-- start of Exercise data --

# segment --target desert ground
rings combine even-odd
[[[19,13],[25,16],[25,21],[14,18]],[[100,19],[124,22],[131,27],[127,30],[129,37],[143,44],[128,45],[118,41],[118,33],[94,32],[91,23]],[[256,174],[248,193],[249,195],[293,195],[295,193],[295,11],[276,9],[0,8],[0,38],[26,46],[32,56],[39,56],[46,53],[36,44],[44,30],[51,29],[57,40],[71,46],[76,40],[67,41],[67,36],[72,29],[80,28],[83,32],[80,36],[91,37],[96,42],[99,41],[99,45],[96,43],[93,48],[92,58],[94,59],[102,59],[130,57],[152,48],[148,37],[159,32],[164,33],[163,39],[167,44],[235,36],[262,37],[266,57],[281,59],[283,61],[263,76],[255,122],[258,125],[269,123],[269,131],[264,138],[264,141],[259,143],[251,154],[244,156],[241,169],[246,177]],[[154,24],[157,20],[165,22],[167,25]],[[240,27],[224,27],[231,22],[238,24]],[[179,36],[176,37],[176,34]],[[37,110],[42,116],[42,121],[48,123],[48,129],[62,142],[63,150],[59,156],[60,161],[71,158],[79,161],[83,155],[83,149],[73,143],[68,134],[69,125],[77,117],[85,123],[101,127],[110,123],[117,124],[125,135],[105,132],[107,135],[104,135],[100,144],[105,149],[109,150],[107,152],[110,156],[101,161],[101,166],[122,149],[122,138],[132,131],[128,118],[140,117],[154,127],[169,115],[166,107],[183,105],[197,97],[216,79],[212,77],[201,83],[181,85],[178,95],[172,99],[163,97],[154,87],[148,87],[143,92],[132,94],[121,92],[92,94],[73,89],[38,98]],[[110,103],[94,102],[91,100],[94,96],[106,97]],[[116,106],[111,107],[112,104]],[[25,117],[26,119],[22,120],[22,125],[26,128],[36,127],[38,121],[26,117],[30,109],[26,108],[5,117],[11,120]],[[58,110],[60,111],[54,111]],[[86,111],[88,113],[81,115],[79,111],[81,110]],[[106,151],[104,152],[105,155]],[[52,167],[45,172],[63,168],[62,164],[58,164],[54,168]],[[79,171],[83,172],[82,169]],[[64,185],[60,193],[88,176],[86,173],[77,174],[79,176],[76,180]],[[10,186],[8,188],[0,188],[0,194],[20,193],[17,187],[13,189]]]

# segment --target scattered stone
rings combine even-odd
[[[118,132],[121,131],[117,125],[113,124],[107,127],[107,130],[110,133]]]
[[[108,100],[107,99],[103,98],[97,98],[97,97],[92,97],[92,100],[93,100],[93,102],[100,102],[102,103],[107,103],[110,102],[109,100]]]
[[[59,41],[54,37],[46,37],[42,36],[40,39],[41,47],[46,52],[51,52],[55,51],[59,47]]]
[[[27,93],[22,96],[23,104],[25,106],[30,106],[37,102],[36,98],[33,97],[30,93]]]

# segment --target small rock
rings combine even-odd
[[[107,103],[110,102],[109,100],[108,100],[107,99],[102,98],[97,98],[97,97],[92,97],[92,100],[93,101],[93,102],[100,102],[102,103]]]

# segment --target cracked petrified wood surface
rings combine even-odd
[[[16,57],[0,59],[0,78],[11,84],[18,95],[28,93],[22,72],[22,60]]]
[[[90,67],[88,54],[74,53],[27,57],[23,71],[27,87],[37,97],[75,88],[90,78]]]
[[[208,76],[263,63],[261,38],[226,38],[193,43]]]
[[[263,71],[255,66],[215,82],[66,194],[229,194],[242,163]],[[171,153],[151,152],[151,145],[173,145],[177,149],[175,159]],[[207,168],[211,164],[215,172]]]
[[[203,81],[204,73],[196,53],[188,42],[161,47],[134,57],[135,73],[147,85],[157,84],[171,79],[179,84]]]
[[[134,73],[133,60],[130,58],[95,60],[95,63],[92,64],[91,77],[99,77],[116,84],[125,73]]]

-- end of Exercise data --

* _Exercise_: Please output the rows from the line containing "# segment --target small rock" through the end of the rows as a JSON list of strings, one string per line, leaving out blank lines.

* _The output_:
[
  "# segment --target small rock",
  "rings combine even-odd",
  "[[[107,103],[110,102],[109,100],[108,100],[107,99],[102,98],[97,98],[97,97],[92,97],[92,100],[93,101],[93,102],[100,102],[102,103]]]",
  "# segment --target cracked petrified wood surface",
  "rings combine even-odd",
  "[[[16,57],[0,59],[0,78],[11,84],[18,95],[28,93],[22,72],[22,60]]]",
  "[[[90,67],[88,54],[74,53],[27,57],[23,71],[27,87],[37,97],[75,88],[90,78]]]",
  "[[[208,76],[263,63],[261,38],[226,38],[193,43]]]",
  "[[[263,71],[255,66],[215,82],[66,194],[229,194],[242,163]],[[171,153],[151,152],[151,145],[173,145],[177,149],[175,159]],[[207,168],[211,164],[215,172]]]",
  "[[[203,81],[204,73],[196,53],[188,42],[161,47],[134,57],[135,73],[147,85],[157,84],[171,79],[179,84]]]",
  "[[[134,73],[133,60],[130,58],[95,60],[95,63],[92,64],[91,77],[99,77],[116,84],[125,73]]]"
]